_Entradas de datos_
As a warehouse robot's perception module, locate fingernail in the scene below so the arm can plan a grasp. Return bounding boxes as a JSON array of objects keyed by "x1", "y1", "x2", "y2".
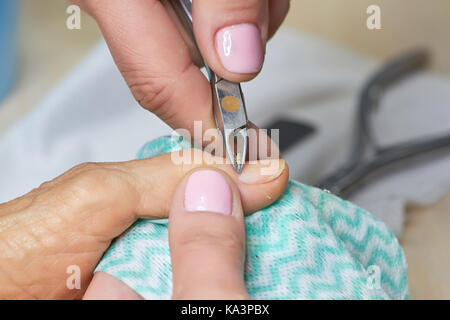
[
  {"x1": 216, "y1": 23, "x2": 263, "y2": 73},
  {"x1": 239, "y1": 159, "x2": 286, "y2": 184},
  {"x1": 184, "y1": 170, "x2": 233, "y2": 215}
]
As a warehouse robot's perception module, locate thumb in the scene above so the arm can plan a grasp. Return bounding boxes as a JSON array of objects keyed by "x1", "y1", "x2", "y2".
[{"x1": 169, "y1": 170, "x2": 249, "y2": 300}]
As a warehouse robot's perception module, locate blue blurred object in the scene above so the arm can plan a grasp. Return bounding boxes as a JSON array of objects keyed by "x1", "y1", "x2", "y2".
[{"x1": 0, "y1": 0, "x2": 19, "y2": 100}]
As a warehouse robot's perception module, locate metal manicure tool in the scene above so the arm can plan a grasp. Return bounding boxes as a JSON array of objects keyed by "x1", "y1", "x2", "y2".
[{"x1": 170, "y1": 0, "x2": 248, "y2": 174}]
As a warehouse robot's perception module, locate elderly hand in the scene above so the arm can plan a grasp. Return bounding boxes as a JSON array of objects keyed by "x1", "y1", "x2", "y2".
[{"x1": 0, "y1": 154, "x2": 288, "y2": 299}]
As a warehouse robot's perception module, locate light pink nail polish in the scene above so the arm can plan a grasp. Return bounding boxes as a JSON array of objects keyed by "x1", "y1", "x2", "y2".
[
  {"x1": 216, "y1": 23, "x2": 263, "y2": 73},
  {"x1": 184, "y1": 170, "x2": 233, "y2": 215}
]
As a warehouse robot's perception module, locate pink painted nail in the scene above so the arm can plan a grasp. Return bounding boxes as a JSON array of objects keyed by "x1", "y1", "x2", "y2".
[
  {"x1": 216, "y1": 23, "x2": 263, "y2": 73},
  {"x1": 184, "y1": 170, "x2": 233, "y2": 215}
]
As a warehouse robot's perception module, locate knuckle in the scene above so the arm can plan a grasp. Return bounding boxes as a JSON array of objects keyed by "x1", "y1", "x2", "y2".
[
  {"x1": 123, "y1": 71, "x2": 172, "y2": 116},
  {"x1": 179, "y1": 228, "x2": 243, "y2": 254}
]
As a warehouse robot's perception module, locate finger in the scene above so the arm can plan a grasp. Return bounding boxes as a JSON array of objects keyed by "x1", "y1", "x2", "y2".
[
  {"x1": 83, "y1": 272, "x2": 144, "y2": 300},
  {"x1": 169, "y1": 170, "x2": 248, "y2": 300},
  {"x1": 123, "y1": 149, "x2": 289, "y2": 218},
  {"x1": 193, "y1": 0, "x2": 269, "y2": 82},
  {"x1": 79, "y1": 0, "x2": 215, "y2": 131},
  {"x1": 269, "y1": 0, "x2": 291, "y2": 39},
  {"x1": 0, "y1": 150, "x2": 288, "y2": 299}
]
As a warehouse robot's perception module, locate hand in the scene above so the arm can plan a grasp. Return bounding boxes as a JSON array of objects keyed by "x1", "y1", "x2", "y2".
[
  {"x1": 0, "y1": 154, "x2": 288, "y2": 299},
  {"x1": 84, "y1": 169, "x2": 266, "y2": 300},
  {"x1": 72, "y1": 0, "x2": 289, "y2": 134}
]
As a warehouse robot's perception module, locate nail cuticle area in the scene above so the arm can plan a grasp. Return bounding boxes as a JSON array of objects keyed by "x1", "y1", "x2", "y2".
[
  {"x1": 184, "y1": 170, "x2": 233, "y2": 215},
  {"x1": 239, "y1": 159, "x2": 287, "y2": 184},
  {"x1": 215, "y1": 23, "x2": 264, "y2": 74}
]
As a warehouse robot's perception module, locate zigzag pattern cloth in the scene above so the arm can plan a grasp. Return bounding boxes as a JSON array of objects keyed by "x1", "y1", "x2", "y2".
[{"x1": 96, "y1": 137, "x2": 409, "y2": 299}]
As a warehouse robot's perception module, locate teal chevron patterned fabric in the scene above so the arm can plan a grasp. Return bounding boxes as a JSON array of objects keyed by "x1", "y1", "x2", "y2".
[{"x1": 96, "y1": 137, "x2": 409, "y2": 299}]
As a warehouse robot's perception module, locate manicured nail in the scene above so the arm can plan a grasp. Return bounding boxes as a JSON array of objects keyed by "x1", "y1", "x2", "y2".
[
  {"x1": 184, "y1": 170, "x2": 233, "y2": 215},
  {"x1": 239, "y1": 159, "x2": 286, "y2": 184},
  {"x1": 216, "y1": 23, "x2": 263, "y2": 73}
]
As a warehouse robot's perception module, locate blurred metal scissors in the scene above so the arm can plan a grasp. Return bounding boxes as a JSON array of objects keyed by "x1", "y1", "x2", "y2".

_Enunciado_
Reescala las coordenadas de las respuestas en el tramo que empieza con la línea que contiene "As a warehouse robot's perception module, locate manicured" y termina al final de las líneas, ambos extremos incluidos: multiplícalas por 0,6 y redondéalas a enteros, con las mitades hacia arriba. Reproduce ese tramo completo, con todo su texto y los valores nuevos.

_Resultado_
As a warehouse robot's perception module, locate manicured nail in the scene above so the arm can plan a grasp. Return bounding boxes as a JSON array of objects keyed by "x1", "y1", "x2", "y2".
[
  {"x1": 110, "y1": 102, "x2": 140, "y2": 129},
  {"x1": 143, "y1": 95, "x2": 172, "y2": 110},
  {"x1": 130, "y1": 14, "x2": 158, "y2": 44}
]
As a warehouse robot's perception module, locate blurred metal scissors in the scene above so the arm can plan a grasp. Return bounding boxes as a JSON array of objects keyed by "x1", "y1", "x2", "y2".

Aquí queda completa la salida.